WRITTEN REQUEST
Continue the passage on the nightingale symbolism in "Laustic" from the point at which it stops.

PASSAGE TO READ
══════════════════════════════
The symbolism in “Laustic,” however, is used to bring across a completely different message. While the women of these lais are empowered by the men who seek their love, they lose all of this power when they look beyond these relationships. This is expected, for one must remember that during the Middle Ages, women generally possessed little power. It is only in the fictional world of courtly love that they are lifted onto pedestals and worshiped by their beloveds. In this lai, the nightingale represents the love between the woman and the knight. Despite her control over the knight, the woman is unable to stop her husband from both symbolically and realistically destroying their love for one another. When he learns of it, her husband takes the nightingale and “breaks its neck wickedly with two hands,” despite her asking him to return it to her safely (de France 95). It is clear through this incident that, when faced with a man other than her beloved, the woman possesses no power whatsoever. Her husband refuses to allow her to have something that he believes means the world to her. After all, if he did not believe that she truly loved the knight, he would not have bothered to kill the nightingale.
══════════════════════════════
(Data listing)
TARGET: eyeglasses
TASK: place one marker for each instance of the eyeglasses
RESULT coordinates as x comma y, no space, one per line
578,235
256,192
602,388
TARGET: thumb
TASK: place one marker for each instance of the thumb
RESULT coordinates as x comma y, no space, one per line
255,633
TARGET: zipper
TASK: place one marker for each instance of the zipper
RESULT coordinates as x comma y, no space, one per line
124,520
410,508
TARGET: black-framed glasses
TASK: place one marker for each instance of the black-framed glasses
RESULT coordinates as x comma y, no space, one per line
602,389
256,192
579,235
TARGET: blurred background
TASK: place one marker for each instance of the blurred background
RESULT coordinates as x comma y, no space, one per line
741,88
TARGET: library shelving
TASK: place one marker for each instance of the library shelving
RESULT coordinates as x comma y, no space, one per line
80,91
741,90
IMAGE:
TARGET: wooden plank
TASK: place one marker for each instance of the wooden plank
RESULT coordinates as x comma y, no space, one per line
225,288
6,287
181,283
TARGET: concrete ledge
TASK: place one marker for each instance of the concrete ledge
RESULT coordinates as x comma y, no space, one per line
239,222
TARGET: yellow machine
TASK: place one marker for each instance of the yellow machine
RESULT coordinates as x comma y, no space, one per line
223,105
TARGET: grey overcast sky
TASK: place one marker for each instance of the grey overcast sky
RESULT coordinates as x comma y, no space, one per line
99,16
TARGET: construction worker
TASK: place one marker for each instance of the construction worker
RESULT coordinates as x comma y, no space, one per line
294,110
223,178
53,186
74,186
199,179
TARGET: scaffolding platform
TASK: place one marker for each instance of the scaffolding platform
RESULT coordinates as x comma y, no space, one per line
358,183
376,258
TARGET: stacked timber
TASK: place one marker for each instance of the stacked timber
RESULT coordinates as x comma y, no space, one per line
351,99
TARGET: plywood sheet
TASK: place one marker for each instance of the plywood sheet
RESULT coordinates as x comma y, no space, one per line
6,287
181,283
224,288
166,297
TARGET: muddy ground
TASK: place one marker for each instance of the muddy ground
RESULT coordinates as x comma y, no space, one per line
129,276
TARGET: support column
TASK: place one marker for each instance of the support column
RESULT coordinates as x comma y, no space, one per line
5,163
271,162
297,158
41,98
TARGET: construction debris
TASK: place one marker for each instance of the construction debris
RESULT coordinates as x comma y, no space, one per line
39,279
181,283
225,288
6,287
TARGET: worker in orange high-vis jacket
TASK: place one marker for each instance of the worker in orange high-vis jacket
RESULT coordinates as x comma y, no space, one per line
══════════════════════════════
RIGHT ANSWER
It is clear in “Yonec” as well that a woman does not possess any power outside of the boundaries of a courtly love relationship. When faced with her husband, the woman is found to be completely helpless. As in “Laustic,” the husband exercises his power over his wife through destroying the one thing that brings her great joy. The bird her lover takes the shape of represents the small amount of freedom that prevents her from wishing to die (de France 86). However, the oppressive actions of her husband do not stop here. Before the woman even meets her beloved, her husband holds her captive in a tower on account of her beauty, allowing only his old sister in the room to “keep his wife from going astray” (de France 86). The constraints that Medieval society places on women are seen once again near the end of the lai, when the woman is forced to depend upon her son to avenge her beloved’s untimely death. The fact that the woman has to wait until her son “grows up and becomes a worthy and valiant knight,” shows that Medieval society places men above women; this leaves women completely powerless outside of the fictional world of courtly love (de France 91).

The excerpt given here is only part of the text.